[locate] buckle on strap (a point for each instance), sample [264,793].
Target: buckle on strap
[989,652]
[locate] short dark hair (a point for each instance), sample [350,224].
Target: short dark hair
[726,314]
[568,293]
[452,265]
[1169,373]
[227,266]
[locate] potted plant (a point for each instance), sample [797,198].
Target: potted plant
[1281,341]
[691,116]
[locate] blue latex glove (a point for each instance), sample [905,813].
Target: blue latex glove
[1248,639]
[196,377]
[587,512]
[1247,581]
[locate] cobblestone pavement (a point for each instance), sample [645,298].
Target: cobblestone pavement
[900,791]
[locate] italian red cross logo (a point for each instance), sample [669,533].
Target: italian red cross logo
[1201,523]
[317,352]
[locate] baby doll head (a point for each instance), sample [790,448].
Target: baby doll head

____

The material above must be returned in full, exactly as written.

[locate] buckle on strap (a point for each instance), sample [264,793].
Target: buckle on strap
[989,652]
[locate] short dark hair (a point for each instance), sample [350,224].
Target: short dark hair
[726,314]
[568,293]
[452,265]
[1169,373]
[227,266]
[locate] potted plant (a point for each instance), sample [797,198].
Target: potted plant
[1281,341]
[691,116]
[locate] blue latex glove (a point for each instance), sample [905,813].
Target: blue latex glove
[1248,639]
[196,377]
[587,512]
[1247,581]
[locate] cobblestone pavement (a point for each instance), sample [645,298].
Target: cobblestone pavement
[900,791]
[locate] italian red cross logo (a point for each instance), sample [669,533].
Target: italian red cross logo
[1201,523]
[317,352]
[locate] baby doll head (a point for each instance), sample [790,448].
Target: baby doll head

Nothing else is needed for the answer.